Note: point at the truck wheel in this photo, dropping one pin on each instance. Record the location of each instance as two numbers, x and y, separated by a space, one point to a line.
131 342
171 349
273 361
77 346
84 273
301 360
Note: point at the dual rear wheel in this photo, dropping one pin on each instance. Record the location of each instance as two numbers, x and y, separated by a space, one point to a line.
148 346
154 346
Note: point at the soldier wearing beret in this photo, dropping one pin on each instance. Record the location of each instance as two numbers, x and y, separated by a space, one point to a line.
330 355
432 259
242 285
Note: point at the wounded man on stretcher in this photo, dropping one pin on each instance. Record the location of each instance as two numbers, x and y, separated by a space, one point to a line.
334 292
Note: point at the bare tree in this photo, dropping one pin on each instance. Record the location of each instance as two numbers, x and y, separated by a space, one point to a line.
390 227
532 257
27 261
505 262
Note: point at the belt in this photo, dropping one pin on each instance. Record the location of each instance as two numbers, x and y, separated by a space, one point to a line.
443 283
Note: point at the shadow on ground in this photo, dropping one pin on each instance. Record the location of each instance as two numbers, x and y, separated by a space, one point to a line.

☆ ☆ ☆ ☆

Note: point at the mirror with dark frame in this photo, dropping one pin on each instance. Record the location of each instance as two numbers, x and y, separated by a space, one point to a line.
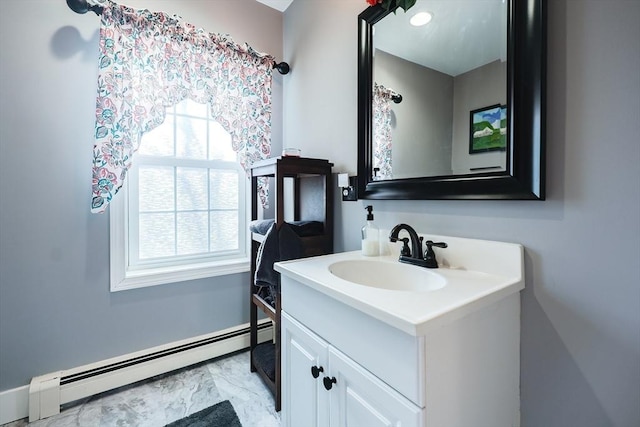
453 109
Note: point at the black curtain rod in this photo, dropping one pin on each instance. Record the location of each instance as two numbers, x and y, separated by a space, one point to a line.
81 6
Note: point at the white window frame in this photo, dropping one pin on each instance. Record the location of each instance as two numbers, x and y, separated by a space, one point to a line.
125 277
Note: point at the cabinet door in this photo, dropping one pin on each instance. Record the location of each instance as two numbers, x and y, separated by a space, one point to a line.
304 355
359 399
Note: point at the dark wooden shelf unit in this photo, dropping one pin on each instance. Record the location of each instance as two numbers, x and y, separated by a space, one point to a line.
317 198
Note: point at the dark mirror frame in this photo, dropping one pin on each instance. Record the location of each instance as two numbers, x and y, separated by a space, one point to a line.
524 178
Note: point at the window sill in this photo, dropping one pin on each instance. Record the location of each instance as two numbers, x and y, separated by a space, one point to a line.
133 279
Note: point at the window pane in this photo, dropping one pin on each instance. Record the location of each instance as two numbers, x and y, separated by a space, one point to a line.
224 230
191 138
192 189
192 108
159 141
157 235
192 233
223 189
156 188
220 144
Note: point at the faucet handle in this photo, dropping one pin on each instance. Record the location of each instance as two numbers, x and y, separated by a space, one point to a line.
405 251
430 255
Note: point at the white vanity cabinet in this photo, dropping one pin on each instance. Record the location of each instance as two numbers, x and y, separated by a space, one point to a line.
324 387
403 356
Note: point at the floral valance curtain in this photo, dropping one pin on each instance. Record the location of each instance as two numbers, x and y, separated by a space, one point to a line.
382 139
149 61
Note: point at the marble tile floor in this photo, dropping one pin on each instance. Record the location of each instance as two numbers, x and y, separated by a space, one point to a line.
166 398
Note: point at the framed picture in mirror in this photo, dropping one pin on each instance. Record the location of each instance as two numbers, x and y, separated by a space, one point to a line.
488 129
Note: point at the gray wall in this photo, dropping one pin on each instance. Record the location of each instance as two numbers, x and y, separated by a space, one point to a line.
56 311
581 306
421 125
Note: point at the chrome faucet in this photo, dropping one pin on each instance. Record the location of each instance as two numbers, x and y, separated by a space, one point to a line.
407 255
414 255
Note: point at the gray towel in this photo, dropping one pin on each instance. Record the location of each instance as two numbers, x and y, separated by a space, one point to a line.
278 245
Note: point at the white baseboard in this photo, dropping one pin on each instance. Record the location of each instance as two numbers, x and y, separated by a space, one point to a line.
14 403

☆ ☆ ☆ ☆

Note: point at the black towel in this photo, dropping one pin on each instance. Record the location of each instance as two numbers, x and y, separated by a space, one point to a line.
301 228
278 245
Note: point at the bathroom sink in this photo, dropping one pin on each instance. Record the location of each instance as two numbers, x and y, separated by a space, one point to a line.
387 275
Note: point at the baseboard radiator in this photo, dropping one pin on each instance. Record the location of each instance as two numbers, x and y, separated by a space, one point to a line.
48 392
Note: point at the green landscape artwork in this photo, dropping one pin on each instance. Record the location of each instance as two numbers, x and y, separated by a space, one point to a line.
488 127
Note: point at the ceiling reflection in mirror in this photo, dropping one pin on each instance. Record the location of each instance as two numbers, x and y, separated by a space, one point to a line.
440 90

☆ ☆ ☆ ☆

→ **TASK PROMPT**: Reproduce the entries above exactly, but only the lines between the line holding "Note: point at the soldier" and the line holding "Note: point at the shadow", inclusive.

→ **TASK RESPONSE**:
Note: point at the soldier wearing beret in this photo, dropping one pin on each instance. Record the location of each instance as two numbers, x and y, separated by a space, one point to a line.
330 355
432 259
242 285
Note: point at the wounded man on stretcher in this photo, dropping one pin on each instance. Record the location of each instance as two numbers, x and y, separated by a space, one point to a line.
334 292
Note: point at the bare tree in this photo, dropping one pin on each instance. Record the location of each instance as two numbers, x and y, separated by a space, one point to a line.
390 227
532 257
27 261
505 262
Note: point at the belt in this photo, dropping one pin on each instance. Record the location of each instance as two numbers, x and y, separated by a space, one point to a line.
443 283
Note: point at the shadow on ground in this photo, dropping one pin on each instance. Record the location of each instance as two numbers, x and y, separated by a space, one point to a line.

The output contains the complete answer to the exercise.